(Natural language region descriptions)
Segment Open
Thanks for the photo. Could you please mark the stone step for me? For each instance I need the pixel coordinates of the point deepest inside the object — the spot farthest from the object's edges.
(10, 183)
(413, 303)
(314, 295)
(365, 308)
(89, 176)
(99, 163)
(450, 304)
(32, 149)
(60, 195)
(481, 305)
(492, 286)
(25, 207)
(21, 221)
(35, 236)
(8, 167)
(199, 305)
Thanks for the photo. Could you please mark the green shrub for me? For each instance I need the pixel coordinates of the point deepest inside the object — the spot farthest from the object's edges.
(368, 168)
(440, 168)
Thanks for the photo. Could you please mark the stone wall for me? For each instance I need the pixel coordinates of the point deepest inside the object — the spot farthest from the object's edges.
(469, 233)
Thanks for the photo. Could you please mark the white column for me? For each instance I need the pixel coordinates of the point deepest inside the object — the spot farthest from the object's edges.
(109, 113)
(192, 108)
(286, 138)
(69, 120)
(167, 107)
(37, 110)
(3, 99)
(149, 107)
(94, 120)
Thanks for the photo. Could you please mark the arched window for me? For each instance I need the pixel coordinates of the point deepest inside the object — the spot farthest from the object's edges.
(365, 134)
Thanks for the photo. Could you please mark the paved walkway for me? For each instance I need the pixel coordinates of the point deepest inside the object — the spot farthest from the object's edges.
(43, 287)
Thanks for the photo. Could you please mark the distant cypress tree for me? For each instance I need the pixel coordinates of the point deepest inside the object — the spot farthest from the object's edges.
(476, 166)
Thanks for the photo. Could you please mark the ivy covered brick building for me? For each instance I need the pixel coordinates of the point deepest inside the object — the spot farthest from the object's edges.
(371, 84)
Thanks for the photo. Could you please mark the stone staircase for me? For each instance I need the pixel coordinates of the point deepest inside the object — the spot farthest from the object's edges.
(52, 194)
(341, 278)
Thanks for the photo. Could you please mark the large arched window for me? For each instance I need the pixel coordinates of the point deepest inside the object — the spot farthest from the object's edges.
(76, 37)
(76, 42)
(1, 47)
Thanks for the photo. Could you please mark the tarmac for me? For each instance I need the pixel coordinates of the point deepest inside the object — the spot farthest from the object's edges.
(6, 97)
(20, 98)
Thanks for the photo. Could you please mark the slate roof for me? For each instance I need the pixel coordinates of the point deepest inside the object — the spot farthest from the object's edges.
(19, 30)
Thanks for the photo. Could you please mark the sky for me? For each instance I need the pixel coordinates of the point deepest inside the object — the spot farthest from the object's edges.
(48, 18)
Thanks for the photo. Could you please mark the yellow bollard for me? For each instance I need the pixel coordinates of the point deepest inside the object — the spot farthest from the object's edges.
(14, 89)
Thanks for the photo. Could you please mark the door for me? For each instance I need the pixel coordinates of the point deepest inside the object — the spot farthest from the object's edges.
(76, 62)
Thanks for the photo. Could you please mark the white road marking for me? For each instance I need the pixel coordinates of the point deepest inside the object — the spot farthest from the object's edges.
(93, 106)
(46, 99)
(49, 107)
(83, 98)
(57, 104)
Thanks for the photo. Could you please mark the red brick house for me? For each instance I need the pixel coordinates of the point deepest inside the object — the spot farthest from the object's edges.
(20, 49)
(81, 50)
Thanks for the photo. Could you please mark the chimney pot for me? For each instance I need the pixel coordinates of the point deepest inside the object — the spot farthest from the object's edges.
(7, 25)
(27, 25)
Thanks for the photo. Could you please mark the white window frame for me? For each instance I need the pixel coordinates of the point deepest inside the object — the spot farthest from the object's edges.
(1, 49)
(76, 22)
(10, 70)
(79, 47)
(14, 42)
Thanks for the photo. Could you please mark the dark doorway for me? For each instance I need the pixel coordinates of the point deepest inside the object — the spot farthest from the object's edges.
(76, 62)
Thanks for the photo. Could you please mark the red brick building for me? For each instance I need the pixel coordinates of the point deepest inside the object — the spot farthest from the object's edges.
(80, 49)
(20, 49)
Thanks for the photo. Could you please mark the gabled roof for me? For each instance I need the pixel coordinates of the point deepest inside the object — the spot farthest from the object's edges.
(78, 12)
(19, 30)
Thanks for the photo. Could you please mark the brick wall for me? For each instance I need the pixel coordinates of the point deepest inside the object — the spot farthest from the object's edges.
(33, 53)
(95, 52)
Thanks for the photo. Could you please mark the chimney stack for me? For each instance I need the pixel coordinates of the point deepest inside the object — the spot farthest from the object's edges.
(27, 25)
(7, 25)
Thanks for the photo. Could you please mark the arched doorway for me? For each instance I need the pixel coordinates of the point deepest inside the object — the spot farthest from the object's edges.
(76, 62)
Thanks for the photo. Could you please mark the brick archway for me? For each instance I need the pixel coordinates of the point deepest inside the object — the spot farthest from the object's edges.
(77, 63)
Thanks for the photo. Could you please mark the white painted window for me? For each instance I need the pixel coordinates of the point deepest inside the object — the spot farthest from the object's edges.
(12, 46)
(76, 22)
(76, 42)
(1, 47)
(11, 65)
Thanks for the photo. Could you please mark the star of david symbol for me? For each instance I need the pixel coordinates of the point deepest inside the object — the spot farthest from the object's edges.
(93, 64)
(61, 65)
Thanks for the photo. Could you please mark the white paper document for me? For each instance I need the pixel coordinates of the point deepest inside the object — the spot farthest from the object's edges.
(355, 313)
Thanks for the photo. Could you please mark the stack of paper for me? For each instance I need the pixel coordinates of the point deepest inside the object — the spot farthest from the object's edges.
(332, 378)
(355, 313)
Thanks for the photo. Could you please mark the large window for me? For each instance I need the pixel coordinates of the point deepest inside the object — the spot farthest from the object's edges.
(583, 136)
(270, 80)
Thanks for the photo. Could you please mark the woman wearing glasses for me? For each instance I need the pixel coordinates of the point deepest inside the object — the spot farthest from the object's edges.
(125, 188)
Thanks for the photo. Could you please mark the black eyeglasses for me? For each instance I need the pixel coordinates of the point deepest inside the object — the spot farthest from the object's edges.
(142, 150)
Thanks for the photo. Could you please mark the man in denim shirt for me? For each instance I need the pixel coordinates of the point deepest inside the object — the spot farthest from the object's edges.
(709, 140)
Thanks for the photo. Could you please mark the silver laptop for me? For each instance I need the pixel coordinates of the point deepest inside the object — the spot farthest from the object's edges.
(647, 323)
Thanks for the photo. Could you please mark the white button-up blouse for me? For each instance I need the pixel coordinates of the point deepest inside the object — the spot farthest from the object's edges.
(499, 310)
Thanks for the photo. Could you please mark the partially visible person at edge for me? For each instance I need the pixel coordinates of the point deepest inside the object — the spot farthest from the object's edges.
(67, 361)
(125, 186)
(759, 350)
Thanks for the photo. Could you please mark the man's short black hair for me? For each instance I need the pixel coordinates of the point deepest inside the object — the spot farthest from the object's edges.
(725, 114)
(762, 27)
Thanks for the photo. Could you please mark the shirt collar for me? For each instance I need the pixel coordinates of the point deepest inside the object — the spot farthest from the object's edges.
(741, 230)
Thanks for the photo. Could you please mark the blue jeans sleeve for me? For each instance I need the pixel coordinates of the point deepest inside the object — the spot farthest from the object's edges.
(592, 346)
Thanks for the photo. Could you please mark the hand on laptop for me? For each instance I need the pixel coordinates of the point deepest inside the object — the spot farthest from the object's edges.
Segment Closed
> **Your assignment**
Print the data above exactly as it reads.

> **Finished exercise**
Thanks for the photo. Could you please mark the stone step for me? For each instance I need the pixel coordinates of the point deepest inside the object — the spot farthest from the object's edges.
(10, 183)
(413, 303)
(314, 295)
(365, 308)
(89, 176)
(99, 163)
(450, 304)
(32, 149)
(60, 195)
(481, 305)
(492, 286)
(25, 207)
(21, 221)
(35, 236)
(8, 167)
(199, 305)
Thanks for the photo. Could you please mark the green shrub for me? For each instance I need the pixel coordinates of the point deepest inside the object — the spot farthest from the object's edges.
(368, 168)
(440, 168)
Thanks for the photo. Could you please mark the stone wall for me? For each instance I need the pixel coordinates of the point deepest inside the object — the spot farthest from the object's edges.
(469, 233)
Thanks for the photo. Could you please mark the white column for me? For each instance I need the pixel coordinates of the point deepest inside the object — the spot farthest from the object's edges.
(109, 113)
(192, 108)
(286, 138)
(69, 120)
(167, 107)
(37, 110)
(3, 99)
(149, 107)
(94, 120)
Thanks for the photo. Could you please mark the arched window for me? For each instance I need the pixel coordinates of the point deepest inside the object — the spot farthest from the object's edges.
(365, 134)
Thanks for the photo. Could you please mark the paved walkway for me? For each instance I need the pixel coordinates of the point deepest inside the object — the spot farthest from the object's edges.
(43, 287)
Thanks for the photo. Could you please mark the distant cypress tree for me? For each instance I need the pixel coordinates of the point deepest inside the object — the spot farthest from the object's edges.
(476, 166)
Thanks for the photo. Could you please mark the ivy covered brick building for me? For each instance I need the pixel coordinates of the point deepest inside the object — the spot farthest from the object's edges.
(371, 84)
Thanks for the photo. Could you please mark the stone staircase for me? For each instance I need the pixel coordinates of the point deepest inside the object — the spot farthest from the object's edges.
(52, 194)
(341, 278)
Thanks for the photo. Could you please mark the large arched window for me? For each instance I need the pixel coordinates of the point deepest inside the object — the spot farthest from the object's edges.
(76, 37)
(76, 42)
(1, 47)
Thanks for the photo. Could you please mark the tarmac for me? For each instance I need the pixel coordinates of the point deepest inside the object — the spot farthest from the object's edges.
(6, 97)
(20, 98)
Thanks for the photo. Could you please mark the slate roof for me? For each instance I need the pixel coordinates of the point deepest inside the object — the spot farthest from the object's edges.
(19, 30)
Thanks for the photo. Could you please mark the sky for me? For each instance I need the pixel coordinates of the point deepest inside the object — the spot farthest from the object's edges.
(48, 18)
Thanks for the photo. Could you please mark the yellow bollard for me? For each instance I need the pixel coordinates of the point deepest inside the object — the spot farthest from the object's edges.
(14, 89)
Thanks for the photo. Could you please mark the door for me? For each instance I need the pixel coordinates of the point deepest inside the object — the spot farthest from the object's edges.
(76, 62)
Thanks for the photo. Could you please mark the white road marking for me? For each instance I need the pixel coordinates of the point deepest inside the object — the spot farthest from the object's edges.
(93, 106)
(46, 99)
(49, 107)
(83, 98)
(57, 104)
Thanks for the photo. Could you please mark the red brick house for me? For each instance I need the pixel coordinates of the point deepest inside the object — the spot farthest from the object's edges.
(20, 49)
(81, 50)
Thanks for the photo. Could you please mark the chimney pot for me? For each instance I need the pixel coordinates of the point deepest inside the object — the spot farthest from the object's edges.
(7, 25)
(27, 25)
Thanks for the photo. Could you please mark the white window frame for me? For each instance I need the pixel coordinates of the point deepest inside the object — the spot farthest from the object's edges.
(1, 49)
(76, 22)
(10, 70)
(79, 47)
(14, 42)
Thanks for the photo. Could you please mark the dark doorway for me? For each instance I need the pixel coordinates of the point deepest inside the object — the spot farthest from the object's edges.
(76, 62)
Thanks for the photo. Could you please mark the red brick building for me? For each instance I need the pixel coordinates of the point deepest inside the object — the spot farthest from the object's edges.
(80, 49)
(20, 49)
Thanks for the photo. Could you please mark the gabled roof for me? For each instance I need the pixel coordinates of the point deepest inside the object — the spot farthest from the object's edges.
(78, 12)
(19, 30)
Thanks for the photo. Could you please mark the brick wall for me? For each instance I need the pixel coordinates of the point deepest inside the object — the spot farthest from the object's edges.
(33, 53)
(95, 52)
Thanks for the photo. Could you please mark the chimney stack for me? For each instance I need the pixel coordinates of the point deepest inside the object — the spot farthest from the object's edges.
(27, 25)
(7, 25)
Thanks for the photo. Could you please mark the arched doorway for me? For each instance I need the pixel coordinates of the point deepest inside the object — the spot farthest from the object's edges.
(76, 62)
Thanks for the photo. Could you please mark the brick archway for me? For each instance I need the pixel coordinates of the point deepest inside the object — the spot farthest from the object's edges.
(77, 63)
Thanks for the photo. Could you please mark the white painted window for me? For each instance I need the pixel coordinates of the point deepest inside the object — the spot farthest from the object's edges.
(12, 46)
(76, 22)
(76, 42)
(1, 47)
(11, 65)
Thanks for the photo. Could you please mark the star of david symbol for me? For each instance I need the pixel coordinates of the point deepest inside the object — the spot farthest from the object's edges.
(93, 64)
(61, 65)
Thanks for the photo. Could you please mark the white paper document for me? For each instance I need the pixel coordinates of the point deepest inside the object — the spot farthest from the object's edges.
(355, 313)
Thanks for the photo. Could you please mark the stack of paper for me? For each instance I need the pixel coordinates of the point deepest inside the object — the spot farthest from the object's edges.
(332, 378)
(355, 313)
Thanks for the photo. Could you please mark the large window for me? For each instance I need the pixel coordinates of the point deepest inside the object — the spot farthest from the object's edges.
(583, 136)
(270, 80)
Thanks for the photo. Could you please mark the woman wearing glasses for me? For each instance I need the pixel coordinates of the point deepest inside the object — the spot farthest from the object's edges.
(125, 188)
Thanks for the photo. Could you please mark the black eyeglasses for me? For each instance I need the pixel coordinates of the point deepest inside the object — the spot farthest from the object's edges.
(142, 150)
Thanks for the photo. Could you please mark the man in denim shirt for me? For each instance I need the pixel coordinates of the point deepest inside the object — the spot farthest from the object's edges.
(709, 140)
Thanks for the photo. Could you please mark the silver laptop for me? For each instance I need the pixel coordinates of the point deepest inside the object — the spot farthest from the object's edges.
(647, 323)
Thanks for the photo. Could you please mark the white button-up blouse for me? For each instance I need the pixel coordinates of the point deepest inside the object — the spot farthest from the object's edges.
(499, 310)
Thanks for the photo. Could you please mark the partially visible person at edge for me? For each instance I need the pixel coordinates of the point deepest inside the object — the spot farthest from the object's edges.
(67, 361)
(125, 186)
(759, 350)
Thanks for the photo. Could you please mark the man's short black hair for me? For each instance I need the pixel coordinates of the point deepest inside the object — the spot farthest from the object's edges.
(725, 114)
(762, 27)
Thanks for the photo. Could you please mark the shirt collar for me? For each instance I need the pixel coordinates of the point deepest inside the object — the spot farthest from the object's edges.
(741, 230)
Thanks for the photo. Could you please mark the blue jeans sleeve for me? For each instance I need the pixel coordinates of the point deepest inside the object — the spot farthest from the object's edges.
(592, 346)
Thanks for the photo. Could you please mark the hand on laptop for me? For each instance I need the pixel coordinates of the point deepest inside the object — the spot farthest from the object's edges.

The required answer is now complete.